=== TEXTO PROPORCIONADO ===

El dolor de los otros.
Incendies camina sobre el filo de la navaja entre la tragedia contemporánea y el thriller familiar, entre los lugares comunes del cine más prestigioso de Hollywood y una narración afianzada en la tradición literaria. La película fascina y exaspera al mismo tiempo. Denis Villeneuve reflexiona sobre la muerte, la reconciliación, la identidad y la confrontación intergeneracional. La crónica familiar del comienzo da lugar rápidamente a una tragedia cargada de conflictos políticos, sociales y religiosos, con hijos ilegítimos, asesinatos sangrientos, venganzas y violaciones, que desembocan en una reinterpretación trash del mito de Edipo con grandes títulos en letras mayúsculas de color rojo sangre.

=== DATOS REGISTRADOS ===

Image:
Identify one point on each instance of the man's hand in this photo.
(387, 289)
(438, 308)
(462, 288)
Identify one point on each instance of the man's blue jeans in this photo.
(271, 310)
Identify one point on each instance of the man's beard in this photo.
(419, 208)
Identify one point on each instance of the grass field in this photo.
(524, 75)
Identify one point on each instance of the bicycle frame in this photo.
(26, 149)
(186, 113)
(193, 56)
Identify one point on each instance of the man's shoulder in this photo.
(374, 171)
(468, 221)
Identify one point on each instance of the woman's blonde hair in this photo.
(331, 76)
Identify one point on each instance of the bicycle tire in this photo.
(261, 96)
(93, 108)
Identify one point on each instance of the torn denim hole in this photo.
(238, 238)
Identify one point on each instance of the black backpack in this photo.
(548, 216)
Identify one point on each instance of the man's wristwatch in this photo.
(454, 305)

===
=== DATOS REGISTRADOS ===

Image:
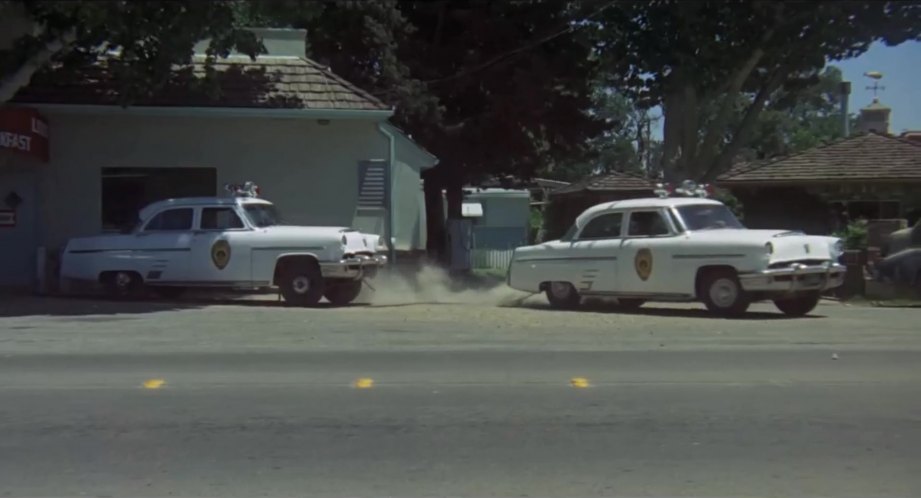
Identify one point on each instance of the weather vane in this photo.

===
=== DATOS REGISTRADOS ===

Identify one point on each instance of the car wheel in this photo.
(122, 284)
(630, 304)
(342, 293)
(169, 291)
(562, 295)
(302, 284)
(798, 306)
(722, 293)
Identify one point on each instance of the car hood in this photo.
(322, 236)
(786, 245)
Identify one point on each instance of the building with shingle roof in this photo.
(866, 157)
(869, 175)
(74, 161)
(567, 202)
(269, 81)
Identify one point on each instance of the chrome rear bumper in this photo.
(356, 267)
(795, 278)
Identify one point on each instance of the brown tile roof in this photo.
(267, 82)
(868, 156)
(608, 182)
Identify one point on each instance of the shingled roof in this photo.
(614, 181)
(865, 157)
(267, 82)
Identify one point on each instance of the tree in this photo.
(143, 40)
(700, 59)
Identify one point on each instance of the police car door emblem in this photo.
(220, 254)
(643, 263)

===

▶ **EJERCICIOS PROPUESTOS**:
(a) Responde estas preguntas a partir de la reseña sobre Incendies:
(i) ¿Entre qué dos formas narrativas camina la película?
(ii) ¿Qué dos efectos produce la película al mismo tiempo?
(iii) ¿En qué mito desemboca la tragedia, según la reseña?
(b) Prosigue la reseña sobre Incendies a partir de su última oración.

▶ **SOLUCIONES DEL EJERCICIO**:
(a)
(i) Entre la tragedia contemporánea y el thriller familiar.
(ii) Fascina y exaspera.
(iii) En el mito de Edipo, del que hace una reinterpretación trash.

(b)
La película cuenta la historia de dos gemelos canadienses que descubren, tras la muerte de su madre, que tienen un padre y un hermano en Medio Oriente. Lanzados sobre sus rastros, descubren el pasado de su madre, Nawal Marwan, en un país árabe destrozado por la guerra entre musulmanes y cristianos. Entre flashbacks y vueltas de tuerca dignas de una telenovela sensacionalista, el director ordena un tour de force narrativo que, gracias a la omnipotencia del guión, completa todos los casilleros y no deja ninguna zona de sombra. La repetición de los planos de choque, la superabundancia de música occidental en Medio Oriente (Radiohead a fondo con imágenes en cámara lenta) y el abuso de los primeros planos generan una explotación del dispositivo emocional que atrae la simpatía, el drama y las lágrimas pero aleja el misterio y la intensidad.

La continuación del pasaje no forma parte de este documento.